**TEXT FOR ANALYSIS:**
BEGIN

The grapevine's gene expression analysis reveals two distinct molecular and functional phases that correspond with the green and red grape stages. And researchers have reported the first biochemical evidence that reactive oxygen species accumulate during the colour transition. Stefania Pilati and fellow researchers from the IASMA Research Center, San Michele all'Adige, Italy, investigated ripening Pinot Noir grapes (Vitis vinifera L.) to identify fruit ripening genes and investigate seasonal influences. They found a core set of more than 1,400 ripening-specific genes that fluctuated similarly across three growing seasons and a smaller gene group strongly influenced by climatic conditions.

END

**PROVIDED MATERIAL:**
BEGIN

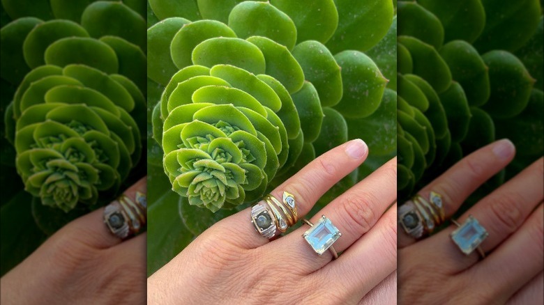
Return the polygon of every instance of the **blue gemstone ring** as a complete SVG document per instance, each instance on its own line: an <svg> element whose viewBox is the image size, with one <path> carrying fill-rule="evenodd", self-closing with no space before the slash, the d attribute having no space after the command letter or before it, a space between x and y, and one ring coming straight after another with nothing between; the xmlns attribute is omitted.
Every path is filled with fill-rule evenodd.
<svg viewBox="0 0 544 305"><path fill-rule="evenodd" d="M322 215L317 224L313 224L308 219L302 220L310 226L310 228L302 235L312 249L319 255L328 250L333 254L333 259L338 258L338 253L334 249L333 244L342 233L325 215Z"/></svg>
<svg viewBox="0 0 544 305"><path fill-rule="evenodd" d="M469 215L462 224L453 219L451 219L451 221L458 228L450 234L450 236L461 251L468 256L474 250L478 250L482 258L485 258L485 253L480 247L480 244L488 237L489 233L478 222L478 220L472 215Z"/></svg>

END
BEGIN

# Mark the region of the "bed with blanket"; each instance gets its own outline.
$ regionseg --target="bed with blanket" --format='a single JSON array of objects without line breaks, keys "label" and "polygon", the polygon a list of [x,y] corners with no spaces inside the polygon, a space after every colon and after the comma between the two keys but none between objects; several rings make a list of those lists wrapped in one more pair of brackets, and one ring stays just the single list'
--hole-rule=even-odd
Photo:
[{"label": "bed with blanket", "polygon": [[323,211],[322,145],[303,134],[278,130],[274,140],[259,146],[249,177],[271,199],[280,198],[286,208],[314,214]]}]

END

**ACTIVITY LIST:**
1) Do the following statements agree with the passage on grape ripening? For each, answer yes or no and quote the deciding words from the passage.
(a) The researchers studied ripening Pinot Noir grapes.
(b) The core set of ripening-specific genes numbered fewer than 1,000.
(c) The genes were followed across two growing seasons.
2) According to the passage on grape ripening, where is the IASMA Research Center located?
3) Continue the passage on grape ripening from where it stops.

**ANSWERS IN ORDER:**
1)
(a) Yes: "investigated ripening Pinot Noir grapes (Vitis vinifera L.)"
(b) No: "a core set of more than 1,400 ripening-specific genes"
(c) No: "fluctuated similarly across three growing seasons"

2) San Michele all'Adige, Italy.

3)
During the green berry (pre-véraison) phase, numerous genes involved in hormonal signalling and transcriptional regulation were modulated, suggesting large-scale cellular metabolism reprogramming. Auxin, ethylene and light played pivotal roles. During the following ripening (post-véraison) phase, genes for cell-wall organization and biogenesis, carbohydrate and secondary metabolisms, and stress response came into play, whereas photosynthesis was strongly repressed. These transcriptional events tally with the processes of berry softening and accumulation of sugar, colour and aroma compounds, which ultimately determine berry and wine quality. At véraison, the intervening point when grapes slow down their growth and change colour, this study highlighted an oxidative burst involving hydrogen peroxide (H2O2), and an extensive modulation of the enzymatic anti-oxidative network.
Meanwhile, Laurent G. Deluc and colleagues from the University of Nevada, Reno and the Boston University School of Medicine, USA, took a closer look at the V. vinifera Cabernet Sauvignon variety, surveying seven different stages of grape berry development. The team mapped pronounced differences throughout development in messenger-RNA (mRNA) expression for genes that play key functional roles in a host of processes. These included organic and amino acid metabolism, photosynthesis, circadian cycles and pathogen resistance.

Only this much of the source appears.